Data items
## begin

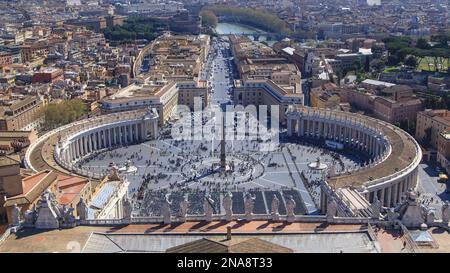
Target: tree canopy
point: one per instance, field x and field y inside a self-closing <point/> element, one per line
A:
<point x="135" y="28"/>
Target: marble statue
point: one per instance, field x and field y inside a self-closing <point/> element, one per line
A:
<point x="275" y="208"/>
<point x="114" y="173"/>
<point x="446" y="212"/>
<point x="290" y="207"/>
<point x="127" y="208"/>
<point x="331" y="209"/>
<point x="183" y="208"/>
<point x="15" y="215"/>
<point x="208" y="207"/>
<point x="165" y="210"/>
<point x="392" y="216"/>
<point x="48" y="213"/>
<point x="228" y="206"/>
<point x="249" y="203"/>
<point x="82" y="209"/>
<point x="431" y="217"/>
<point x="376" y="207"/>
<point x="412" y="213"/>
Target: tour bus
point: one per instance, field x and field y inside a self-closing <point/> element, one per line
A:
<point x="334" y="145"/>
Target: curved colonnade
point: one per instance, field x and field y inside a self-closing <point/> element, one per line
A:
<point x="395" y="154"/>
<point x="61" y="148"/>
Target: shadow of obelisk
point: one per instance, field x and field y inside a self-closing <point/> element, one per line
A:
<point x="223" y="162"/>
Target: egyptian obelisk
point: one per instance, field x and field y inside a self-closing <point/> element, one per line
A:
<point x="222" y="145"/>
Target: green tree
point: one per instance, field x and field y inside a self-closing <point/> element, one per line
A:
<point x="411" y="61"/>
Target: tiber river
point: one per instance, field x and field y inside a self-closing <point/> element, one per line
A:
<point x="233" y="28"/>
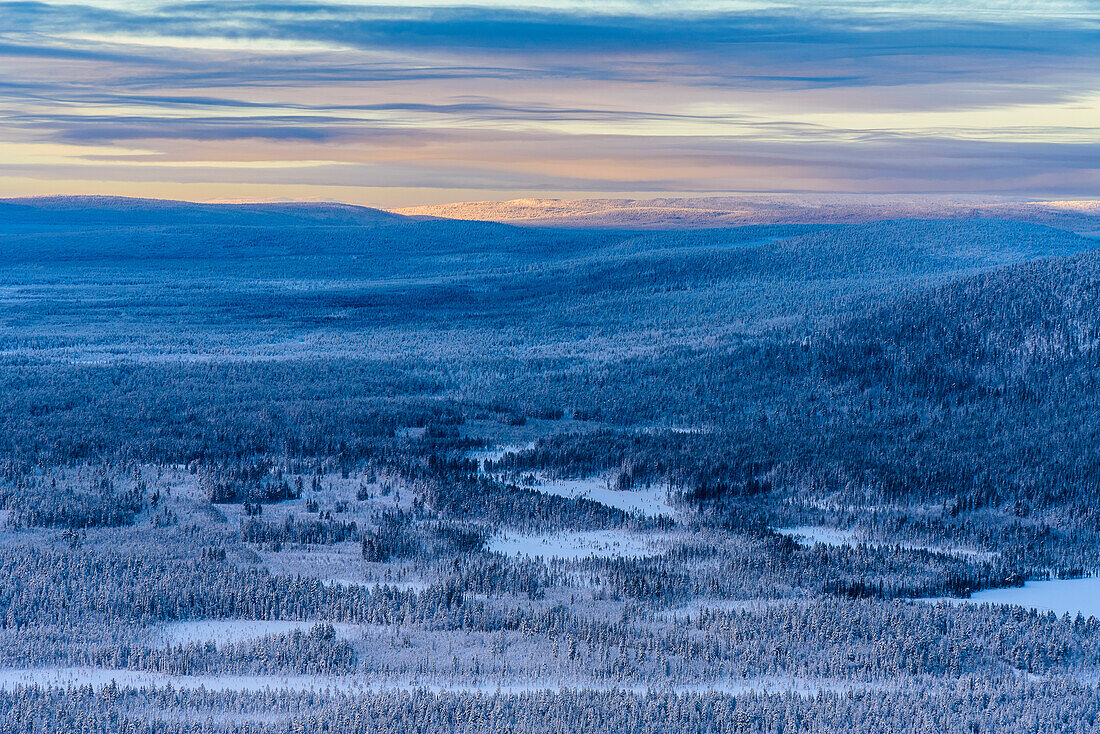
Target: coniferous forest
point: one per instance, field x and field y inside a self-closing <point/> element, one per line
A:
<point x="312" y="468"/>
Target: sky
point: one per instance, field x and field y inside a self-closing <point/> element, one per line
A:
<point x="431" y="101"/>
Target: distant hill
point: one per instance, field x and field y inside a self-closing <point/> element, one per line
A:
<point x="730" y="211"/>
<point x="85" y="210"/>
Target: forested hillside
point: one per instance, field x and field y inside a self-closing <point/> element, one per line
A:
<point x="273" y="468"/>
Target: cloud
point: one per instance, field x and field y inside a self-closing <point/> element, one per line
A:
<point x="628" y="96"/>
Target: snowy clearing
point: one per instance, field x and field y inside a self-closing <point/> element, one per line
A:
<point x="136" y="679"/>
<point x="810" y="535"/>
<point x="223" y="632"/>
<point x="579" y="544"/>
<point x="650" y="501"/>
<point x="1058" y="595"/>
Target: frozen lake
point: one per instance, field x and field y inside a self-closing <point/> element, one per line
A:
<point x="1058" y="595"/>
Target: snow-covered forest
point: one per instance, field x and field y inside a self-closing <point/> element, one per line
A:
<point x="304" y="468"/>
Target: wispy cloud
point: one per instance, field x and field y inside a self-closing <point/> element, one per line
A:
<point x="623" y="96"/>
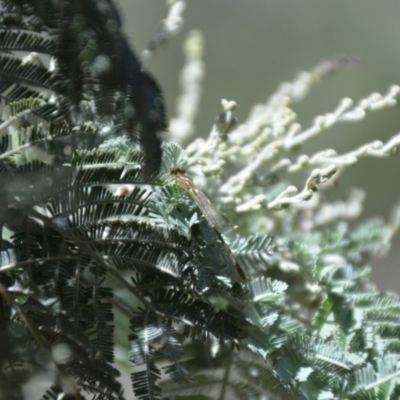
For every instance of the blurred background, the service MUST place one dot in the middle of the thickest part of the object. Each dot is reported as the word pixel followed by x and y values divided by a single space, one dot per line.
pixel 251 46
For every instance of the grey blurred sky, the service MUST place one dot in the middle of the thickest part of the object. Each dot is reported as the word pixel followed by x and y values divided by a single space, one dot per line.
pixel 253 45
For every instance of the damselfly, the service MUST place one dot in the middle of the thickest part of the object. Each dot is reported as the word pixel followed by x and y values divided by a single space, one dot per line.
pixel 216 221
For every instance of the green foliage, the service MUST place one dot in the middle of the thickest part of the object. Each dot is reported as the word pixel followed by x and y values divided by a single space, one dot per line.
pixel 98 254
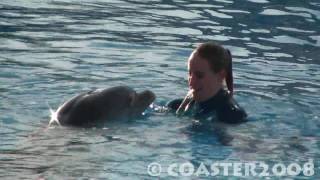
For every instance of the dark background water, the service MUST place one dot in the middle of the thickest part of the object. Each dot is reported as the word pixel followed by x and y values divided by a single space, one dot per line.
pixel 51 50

## end
## begin

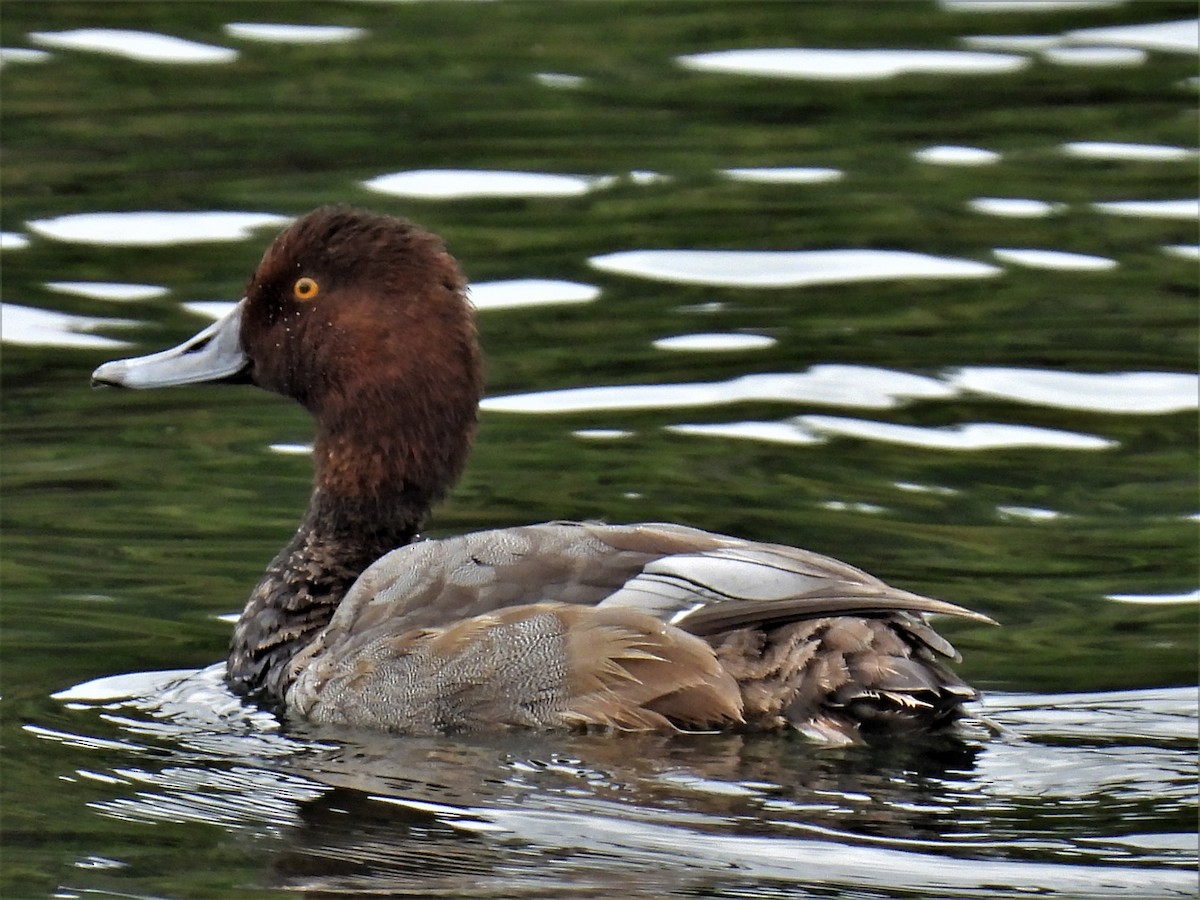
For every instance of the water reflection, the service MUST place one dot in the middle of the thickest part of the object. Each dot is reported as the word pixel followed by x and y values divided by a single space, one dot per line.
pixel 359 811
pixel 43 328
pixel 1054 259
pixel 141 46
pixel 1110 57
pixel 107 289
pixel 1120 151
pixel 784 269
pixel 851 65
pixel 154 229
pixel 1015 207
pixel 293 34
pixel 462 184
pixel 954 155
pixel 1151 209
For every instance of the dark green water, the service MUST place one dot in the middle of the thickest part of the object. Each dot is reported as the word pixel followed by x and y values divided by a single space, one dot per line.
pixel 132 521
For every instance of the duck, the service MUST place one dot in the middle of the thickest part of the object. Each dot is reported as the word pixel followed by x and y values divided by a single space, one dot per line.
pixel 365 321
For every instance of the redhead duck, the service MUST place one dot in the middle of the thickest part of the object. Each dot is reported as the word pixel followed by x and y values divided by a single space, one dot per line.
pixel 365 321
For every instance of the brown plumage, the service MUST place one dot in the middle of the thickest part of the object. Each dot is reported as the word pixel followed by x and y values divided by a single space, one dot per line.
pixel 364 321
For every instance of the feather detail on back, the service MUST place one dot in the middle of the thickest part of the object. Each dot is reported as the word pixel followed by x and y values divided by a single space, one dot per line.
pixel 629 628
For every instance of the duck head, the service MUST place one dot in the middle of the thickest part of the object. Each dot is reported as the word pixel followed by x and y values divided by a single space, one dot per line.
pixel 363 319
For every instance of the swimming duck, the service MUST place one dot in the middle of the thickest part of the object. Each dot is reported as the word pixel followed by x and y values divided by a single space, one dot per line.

## end
## begin

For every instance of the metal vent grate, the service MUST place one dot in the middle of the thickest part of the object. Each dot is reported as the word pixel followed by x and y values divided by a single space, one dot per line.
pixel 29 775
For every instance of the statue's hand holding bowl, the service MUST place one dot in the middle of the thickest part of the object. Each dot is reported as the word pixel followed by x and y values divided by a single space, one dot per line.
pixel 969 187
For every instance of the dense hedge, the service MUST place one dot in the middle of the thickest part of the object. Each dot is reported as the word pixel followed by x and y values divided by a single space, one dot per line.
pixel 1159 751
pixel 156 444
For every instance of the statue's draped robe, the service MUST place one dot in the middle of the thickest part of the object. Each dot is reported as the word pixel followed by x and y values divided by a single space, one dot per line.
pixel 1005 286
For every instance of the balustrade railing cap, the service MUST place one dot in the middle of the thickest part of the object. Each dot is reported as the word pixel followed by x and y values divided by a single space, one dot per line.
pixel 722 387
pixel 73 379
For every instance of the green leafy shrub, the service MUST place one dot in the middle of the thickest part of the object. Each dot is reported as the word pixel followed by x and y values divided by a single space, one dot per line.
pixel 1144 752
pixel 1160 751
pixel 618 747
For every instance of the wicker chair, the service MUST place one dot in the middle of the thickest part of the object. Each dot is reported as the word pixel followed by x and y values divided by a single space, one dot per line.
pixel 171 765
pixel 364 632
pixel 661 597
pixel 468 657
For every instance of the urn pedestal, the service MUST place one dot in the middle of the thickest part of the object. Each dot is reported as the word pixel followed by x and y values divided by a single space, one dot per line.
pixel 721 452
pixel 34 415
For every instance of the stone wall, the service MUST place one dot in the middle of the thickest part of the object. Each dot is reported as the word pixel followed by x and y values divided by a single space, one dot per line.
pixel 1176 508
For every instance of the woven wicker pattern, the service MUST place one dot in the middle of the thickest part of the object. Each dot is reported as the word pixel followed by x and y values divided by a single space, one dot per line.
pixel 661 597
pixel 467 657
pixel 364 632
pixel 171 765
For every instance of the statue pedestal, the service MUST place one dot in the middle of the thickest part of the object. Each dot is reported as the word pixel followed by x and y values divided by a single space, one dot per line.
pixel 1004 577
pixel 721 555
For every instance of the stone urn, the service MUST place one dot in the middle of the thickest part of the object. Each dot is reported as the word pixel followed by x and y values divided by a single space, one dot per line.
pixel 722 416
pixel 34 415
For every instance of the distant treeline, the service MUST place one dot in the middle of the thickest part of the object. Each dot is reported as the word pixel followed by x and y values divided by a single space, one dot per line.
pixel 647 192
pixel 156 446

## end

Please tally how many lines of the records above contain the word "pedestal", treating case as significant, and give only that number.

2